— Begin —

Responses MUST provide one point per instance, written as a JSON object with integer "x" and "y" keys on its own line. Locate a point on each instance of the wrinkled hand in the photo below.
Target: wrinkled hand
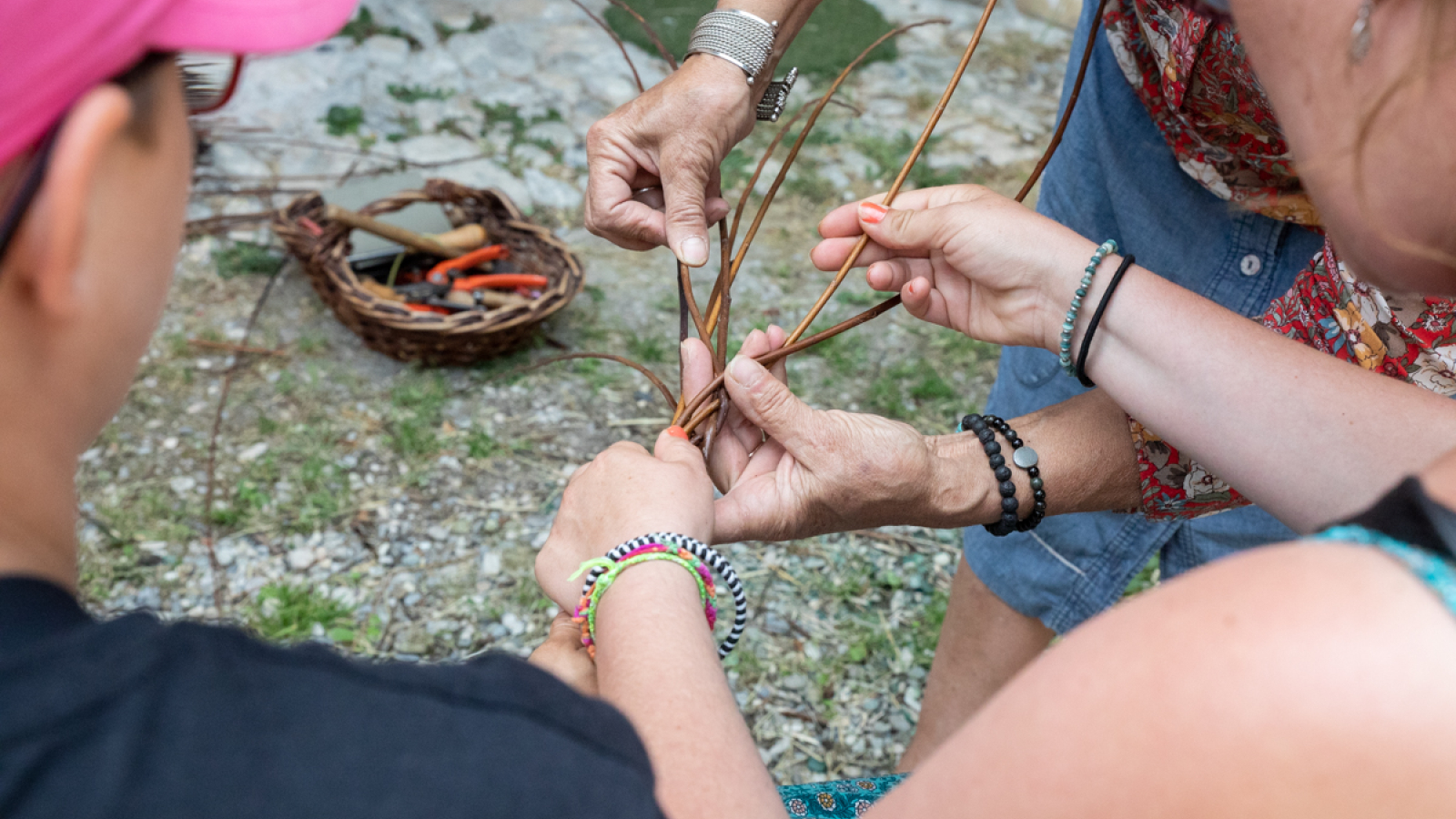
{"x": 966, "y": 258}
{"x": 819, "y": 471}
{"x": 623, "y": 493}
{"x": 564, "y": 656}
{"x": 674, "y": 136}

— End —
— Begin —

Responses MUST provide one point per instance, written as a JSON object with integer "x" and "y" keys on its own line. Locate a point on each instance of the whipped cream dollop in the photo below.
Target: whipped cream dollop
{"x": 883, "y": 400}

— End —
— Begin —

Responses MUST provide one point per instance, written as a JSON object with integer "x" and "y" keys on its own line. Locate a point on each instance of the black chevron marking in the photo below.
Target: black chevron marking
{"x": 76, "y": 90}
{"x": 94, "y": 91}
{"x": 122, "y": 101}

— End —

# [AIM OF THE TASK]
Return every line of the data above that contains the string "whipped". Matching is case-sensitive.

# [SOLUTION TO THIS PROBLEM]
Responses MUST provide one point per instance, written as a JSON object with integer "x" and "y" keys on its own line. Locate a point on each instance of the whipped cream dollop in the photo below.
Target: whipped cream dollop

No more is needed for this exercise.